→ **STATED TASK 1**
In the interview about the Pantin competition project, transcribe the passage from "We created our" up to and including "its future inhabitants.".
→ **STATED TASK 2**
How would you render this sentence from the Pantin interview in French: "A productive city is a frame of never-ending change, both material and immaterial."
→ **STATED TASK 3**
Take the interview about the Pantin competition project further, picking up right after its final line.

-------- READING TEXT

1. How did you form the team for the competition?

We created our own studio in 2015 after winning the international competition of the Museum of Science, in Naples, which is currently under study. Margherita is a friend of ours who joined the GFC team and to help us describing our vision of Pantin, from the point of view of its future inhabitants.

2. How do you define the main issue of your project, and how did you answer on this session main topic: the place of productive activities within the city?

A productive city is a frame of never-ending change, both material and immaterial. Our project set the guidelines in order to achieve a scalable and sustainable development that is able to respond to the needs of the individual citizen. It was our intention not to impose a change but to encourage a constant evolution of the spaces available to citizens.

 

3. How did this issue and the questions raised by the site mutation meet?

Pantin, in the last 50 years, welcomed the scraps of Paris (figuratively) without any programming. We do not think that this trend will change in the near future. However, we believe that a productive city is the best answer to address this phenomenon.  

 

 

4. Have you treated this issue previously? What were the reference projects that inspired yours?

----------------
-------- DATA RECORDS

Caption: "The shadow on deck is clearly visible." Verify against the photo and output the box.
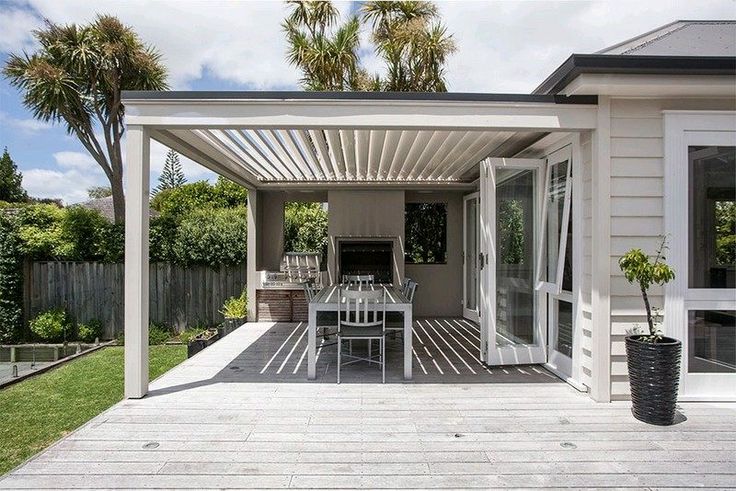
[149,318,563,397]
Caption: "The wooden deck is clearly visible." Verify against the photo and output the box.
[0,319,736,489]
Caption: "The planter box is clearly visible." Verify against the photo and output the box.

----------------

→ **ANSWER 1**
We created our own studio in 2015 after winning the international competition of the Museum of Science, in Naples, which is currently under study. Margherita is a friend of ours who joined the GFC team and to help us describing our vision of Pantin, from the point of view of its future inhabitants.

→ **ANSWER 2**
Une ville productive est un cadre de changement perpétuel, à la fois matériel et immatériel.

→ **ANSWER 3**
We have treated this issue in all our projects, but in a different scale. Our architecture hunts the principles of compacity, adaptability and recognisability which coincide with those we looked at in our vision for Pantin.

  

Tableau de Paris, Edmund Texier
 

5. Urban-architectural projects like the ones in Europan can only be implemented together with the actors through a negotiated process and in time. How did you consider this issue in your project?

When you deal with such a large site, negotiating is inevitable and desirable at the same time. At all levels, a good project should not avoid the confrontation with its actors, on the contrary, it should encourage it, since it is the best way to enrich the project.

6. Is it the first time you have been awarded a prize at Europan? How could this help you in your professional career?

Part of our team was honoured at Europan 11, but it ended there. Differently, we hope that the authorities are genuinely interested and that we will have the opportunity to put our ideas into practice.